## Given exercise
Rewrite the lines of the entries below as a JSON list of strings, one string per line, from the line containing "Now, locate where narrow" through the line containing "[204,180,269,450]", inclusive. Leave out any blank lines and all other lines.

(Region labeling entries)
* * *
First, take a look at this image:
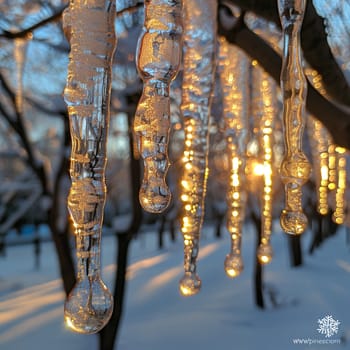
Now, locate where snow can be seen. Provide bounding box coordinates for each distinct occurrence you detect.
[0,224,350,350]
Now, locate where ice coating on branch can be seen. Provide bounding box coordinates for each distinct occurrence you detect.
[252,64,277,264]
[307,116,331,215]
[134,0,182,213]
[180,0,217,296]
[63,0,116,334]
[278,0,311,235]
[218,38,250,278]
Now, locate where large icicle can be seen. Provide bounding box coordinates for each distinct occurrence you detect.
[218,38,250,278]
[332,146,347,225]
[253,61,277,264]
[63,0,116,334]
[180,0,217,296]
[13,38,28,115]
[134,0,182,213]
[277,0,311,235]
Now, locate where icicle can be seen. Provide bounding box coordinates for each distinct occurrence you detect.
[278,0,311,235]
[134,0,182,213]
[13,38,28,115]
[63,0,116,334]
[218,38,249,278]
[328,142,337,191]
[307,116,331,215]
[180,0,217,295]
[332,146,347,225]
[253,62,277,264]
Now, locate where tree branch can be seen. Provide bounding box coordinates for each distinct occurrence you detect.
[219,7,350,149]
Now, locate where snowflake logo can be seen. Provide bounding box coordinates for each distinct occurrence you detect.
[317,315,340,338]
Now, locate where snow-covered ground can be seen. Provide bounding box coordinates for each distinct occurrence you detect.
[0,224,350,350]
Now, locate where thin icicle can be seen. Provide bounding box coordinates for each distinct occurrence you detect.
[218,38,250,278]
[307,116,331,215]
[180,0,217,296]
[253,62,277,264]
[332,146,347,225]
[13,38,28,115]
[277,0,311,235]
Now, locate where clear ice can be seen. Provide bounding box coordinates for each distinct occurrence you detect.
[252,64,277,264]
[134,0,182,213]
[179,0,217,296]
[278,0,311,235]
[218,38,250,278]
[63,0,116,334]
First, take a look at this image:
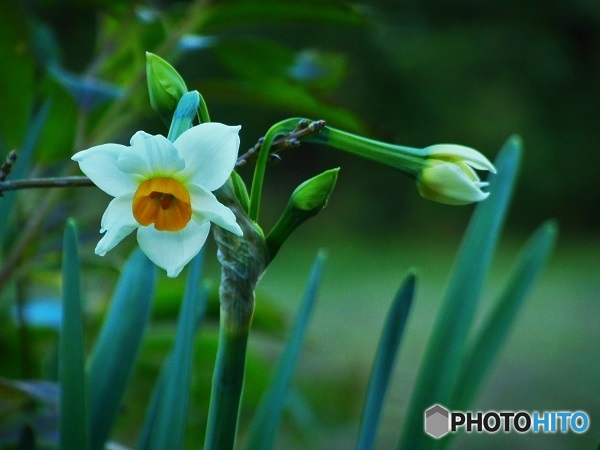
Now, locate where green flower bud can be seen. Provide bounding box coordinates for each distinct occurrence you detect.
[417,144,496,205]
[309,127,496,205]
[267,168,340,258]
[146,52,188,125]
[289,168,340,212]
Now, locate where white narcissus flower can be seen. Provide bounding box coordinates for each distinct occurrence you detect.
[417,144,496,205]
[72,122,242,277]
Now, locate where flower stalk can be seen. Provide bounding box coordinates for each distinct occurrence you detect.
[209,180,269,450]
[309,127,496,205]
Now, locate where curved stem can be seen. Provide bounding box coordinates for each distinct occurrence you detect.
[307,126,426,177]
[204,181,269,450]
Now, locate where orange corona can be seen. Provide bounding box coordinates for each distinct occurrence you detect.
[132,177,192,231]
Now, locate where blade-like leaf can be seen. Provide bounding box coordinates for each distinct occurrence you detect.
[357,273,415,450]
[449,221,557,411]
[88,248,155,449]
[399,137,521,449]
[138,253,206,450]
[246,253,325,450]
[58,220,89,450]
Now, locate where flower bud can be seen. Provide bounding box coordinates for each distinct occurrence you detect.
[267,168,340,258]
[417,144,496,205]
[146,52,188,125]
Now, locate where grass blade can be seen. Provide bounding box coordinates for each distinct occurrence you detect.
[58,220,89,450]
[145,253,207,450]
[246,253,325,450]
[88,248,155,449]
[399,137,521,449]
[444,221,557,412]
[356,273,415,450]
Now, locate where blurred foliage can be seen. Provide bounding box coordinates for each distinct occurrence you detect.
[0,0,600,445]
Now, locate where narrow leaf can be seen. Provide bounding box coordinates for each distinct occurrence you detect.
[357,273,415,450]
[58,220,89,450]
[144,253,207,450]
[449,221,557,410]
[399,137,521,449]
[88,249,155,449]
[246,253,325,450]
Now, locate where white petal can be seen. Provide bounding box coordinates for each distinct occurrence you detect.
[71,144,137,197]
[96,194,140,256]
[137,218,210,278]
[117,131,185,177]
[174,122,241,191]
[425,144,496,173]
[187,185,244,236]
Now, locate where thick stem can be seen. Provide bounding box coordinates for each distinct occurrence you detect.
[204,181,269,450]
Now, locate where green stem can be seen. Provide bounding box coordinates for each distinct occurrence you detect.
[307,126,427,177]
[248,118,298,222]
[204,180,269,450]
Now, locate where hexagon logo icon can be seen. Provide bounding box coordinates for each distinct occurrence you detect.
[425,405,450,439]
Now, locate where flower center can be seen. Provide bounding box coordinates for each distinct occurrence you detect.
[132,177,192,231]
* * *
## Output of the task
[
  "Now, locate where narrow leaf can be seen. Provide bounding box coordinates for each distinct occurrence you detect.",
  "[357,273,415,450]",
  "[58,220,89,450]",
  "[144,253,207,450]",
  "[449,221,557,410]",
  "[399,137,521,449]",
  "[88,249,155,449]",
  "[246,253,325,450]",
  "Now, locate where white petal can be seen. Provide bounding box coordinates for each distinct occurrence you detect.",
  "[71,144,137,197]",
  "[96,194,140,256]",
  "[137,218,210,278]",
  "[117,131,185,177]",
  "[174,122,241,191]",
  "[425,144,496,173]",
  "[187,185,244,236]",
  "Now, locate where thick stem can be seen. Provide bounding box coordinates for each distinct occurrence you detect.",
  "[204,181,269,450]",
  "Now, locate where green stem can be seen. Provide bounding box coordinates for each distinct occurrence you detect.",
  "[307,126,427,177]",
  "[248,118,298,222]",
  "[204,180,269,450]"
]